REQUIREMENT 1:
According to the letter to the editor, why does the writer especially like Wendell Griffen's work? Answer in one to three sentences.
REQUIREMENT 2:
In the letter to the editor, who introduced the writer to Mark Wingfield?
REQUIREMENT 3:
Pick up the letter to the editor after its last sentence and keep writing.

*** Opening of TEXT SHOWN ***

Letter to the Editor
April 25, 2023
Dear Editor:
Mark Wingfield, executive director of Baptist News Global, wrote: “Donald Trump is the most dangerous pathological liar on the American scene in my lifetime.” This is from his article about Trump’s indictment by the New York district attorney.
Mark has written many excellent articles about the contemporary religious scene. He also wrote: Trump “has undermined democracy itself, not to mention trust in the Christian church and the truth on which it stands. Count me among those who consider Trump an antichrist — someone whose life and gender run completely counter to the teachings of Jesus Christ.”
About a year ago I was introduced to Mark by Os Chrisman, a Baptist friend at The Tradition in Dallas where we lived for about five years. I read the website articles almost daily and rarely read anything I wouldn’t sign. I especially like the work of Little Rock pastor and retired judge Wendell Griffen. He writes with passion and insight about racism in Arkansas, among other topics of interest to me.

*** Close of TEXT SHOWN ***
*** Opening of SOURCE DATA ***

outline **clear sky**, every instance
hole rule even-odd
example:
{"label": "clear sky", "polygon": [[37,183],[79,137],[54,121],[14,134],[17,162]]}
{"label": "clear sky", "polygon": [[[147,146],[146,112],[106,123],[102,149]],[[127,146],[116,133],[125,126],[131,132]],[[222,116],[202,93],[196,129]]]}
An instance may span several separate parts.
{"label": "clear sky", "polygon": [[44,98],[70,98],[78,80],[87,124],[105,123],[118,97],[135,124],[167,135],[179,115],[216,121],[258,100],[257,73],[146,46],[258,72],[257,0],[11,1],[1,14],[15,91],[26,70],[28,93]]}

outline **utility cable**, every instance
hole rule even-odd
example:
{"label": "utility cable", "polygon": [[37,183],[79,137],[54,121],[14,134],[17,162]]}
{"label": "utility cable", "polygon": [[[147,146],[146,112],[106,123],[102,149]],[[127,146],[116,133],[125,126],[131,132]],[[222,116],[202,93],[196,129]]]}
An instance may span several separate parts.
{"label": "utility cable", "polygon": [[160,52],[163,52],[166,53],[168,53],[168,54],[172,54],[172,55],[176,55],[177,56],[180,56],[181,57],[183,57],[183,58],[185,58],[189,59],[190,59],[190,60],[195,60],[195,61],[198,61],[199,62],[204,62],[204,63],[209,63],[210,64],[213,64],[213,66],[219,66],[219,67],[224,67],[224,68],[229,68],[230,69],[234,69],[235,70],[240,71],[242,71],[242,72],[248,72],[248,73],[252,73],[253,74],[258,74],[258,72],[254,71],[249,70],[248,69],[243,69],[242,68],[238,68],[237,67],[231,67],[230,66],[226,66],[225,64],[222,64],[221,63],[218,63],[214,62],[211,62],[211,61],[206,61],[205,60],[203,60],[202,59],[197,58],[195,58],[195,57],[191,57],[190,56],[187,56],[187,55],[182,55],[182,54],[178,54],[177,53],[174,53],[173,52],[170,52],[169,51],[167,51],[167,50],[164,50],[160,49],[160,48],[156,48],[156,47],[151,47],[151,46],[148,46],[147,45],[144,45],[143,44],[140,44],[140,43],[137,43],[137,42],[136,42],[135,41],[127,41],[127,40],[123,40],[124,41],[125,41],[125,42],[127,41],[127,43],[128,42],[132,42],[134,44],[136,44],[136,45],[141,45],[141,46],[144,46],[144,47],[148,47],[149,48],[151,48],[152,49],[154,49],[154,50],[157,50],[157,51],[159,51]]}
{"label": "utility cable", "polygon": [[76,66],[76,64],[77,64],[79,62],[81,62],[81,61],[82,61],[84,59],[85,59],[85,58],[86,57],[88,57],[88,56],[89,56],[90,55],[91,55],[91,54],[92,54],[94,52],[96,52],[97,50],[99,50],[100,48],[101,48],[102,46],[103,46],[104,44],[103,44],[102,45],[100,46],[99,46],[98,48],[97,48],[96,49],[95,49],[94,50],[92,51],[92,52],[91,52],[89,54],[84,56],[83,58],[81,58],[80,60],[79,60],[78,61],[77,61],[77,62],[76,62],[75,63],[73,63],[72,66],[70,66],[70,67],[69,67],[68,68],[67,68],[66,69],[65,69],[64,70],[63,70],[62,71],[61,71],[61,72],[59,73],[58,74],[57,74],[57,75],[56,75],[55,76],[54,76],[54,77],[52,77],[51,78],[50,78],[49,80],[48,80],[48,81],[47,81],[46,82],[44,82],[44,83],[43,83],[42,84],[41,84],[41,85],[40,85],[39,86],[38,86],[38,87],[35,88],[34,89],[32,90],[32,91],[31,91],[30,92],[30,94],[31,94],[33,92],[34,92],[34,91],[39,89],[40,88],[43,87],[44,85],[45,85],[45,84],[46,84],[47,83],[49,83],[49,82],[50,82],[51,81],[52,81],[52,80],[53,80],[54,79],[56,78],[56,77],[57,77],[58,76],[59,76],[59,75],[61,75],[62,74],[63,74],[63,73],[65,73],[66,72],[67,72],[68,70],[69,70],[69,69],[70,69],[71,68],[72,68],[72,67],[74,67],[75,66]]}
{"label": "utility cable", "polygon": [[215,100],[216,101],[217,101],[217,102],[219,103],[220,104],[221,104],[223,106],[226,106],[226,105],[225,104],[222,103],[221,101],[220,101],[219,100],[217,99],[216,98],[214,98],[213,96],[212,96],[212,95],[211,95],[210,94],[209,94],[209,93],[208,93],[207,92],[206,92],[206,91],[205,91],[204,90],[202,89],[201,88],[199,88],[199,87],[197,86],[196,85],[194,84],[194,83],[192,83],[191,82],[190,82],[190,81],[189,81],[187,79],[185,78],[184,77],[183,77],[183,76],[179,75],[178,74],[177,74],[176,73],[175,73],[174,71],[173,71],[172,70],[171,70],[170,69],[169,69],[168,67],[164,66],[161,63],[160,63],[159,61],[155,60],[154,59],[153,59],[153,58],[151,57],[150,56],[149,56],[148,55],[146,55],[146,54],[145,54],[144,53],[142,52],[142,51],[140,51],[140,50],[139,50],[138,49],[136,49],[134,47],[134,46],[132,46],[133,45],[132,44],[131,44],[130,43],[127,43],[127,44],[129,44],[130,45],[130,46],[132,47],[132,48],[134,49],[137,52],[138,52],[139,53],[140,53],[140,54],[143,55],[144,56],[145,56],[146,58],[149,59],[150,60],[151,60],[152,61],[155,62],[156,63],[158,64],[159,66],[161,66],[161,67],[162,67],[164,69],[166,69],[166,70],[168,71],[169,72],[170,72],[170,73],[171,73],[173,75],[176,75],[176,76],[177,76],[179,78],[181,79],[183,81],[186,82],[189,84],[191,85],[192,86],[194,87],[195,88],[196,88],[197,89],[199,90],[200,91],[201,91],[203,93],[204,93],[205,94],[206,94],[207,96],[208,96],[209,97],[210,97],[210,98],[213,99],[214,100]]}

*** Close of SOURCE DATA ***

ANSWER SECTION 1:
The writer especially likes Wendell Griffen's work because he writes with passion and insight about racism in Arkansas and other topics that interest the writer.

ANSWER SECTION 2:
Os Chrisman, a Baptist friend at The Tradition in Dallas.

ANSWER SECTION 3:
I’m long an “ecumenical” Christian, with strong ties and friendships in several denominations. As a former 25-year minister in the Churches of Christ, I often feel somewhat alone and perhaps out of touch. I preached faith and grace in a southern Arkansas church and was once told by one of my elders that one “could hear everything I preach at the local Baptist church.”
That will surprise my friend Os, but people still come out of my past with notes of gratitude at learning of grace from my sermons. I’d love to hear Judge Griffen preach, and if I were younger and stronger, we’d drive to Little Rock for a weekend and do just that.
As a child, I lived on a farm about three miles from town, which was the county seat. The school community was Austin and people met on Sunday to worship in the school building. It was an early ecumenical church with a Baptist preaching one Sunday, a Methodist the next and then the Church of Christ guy. I think the songbooks were small, brown paperback with about 40 songs in them. I recall only the preachers having Bibles. I do not recall Communion.
At times when the Methodist was preaching, the Church of Christ guy would say loudly, “Amen!” My second-grade awareness level interpreted that as “stop,” as in the end of a prayer. Of course, it was in reality a statement of affirmation. I do not recall ever one argument in that church. And I think they were all Democrats — as was all of Arkansas before the present “enlightenment.”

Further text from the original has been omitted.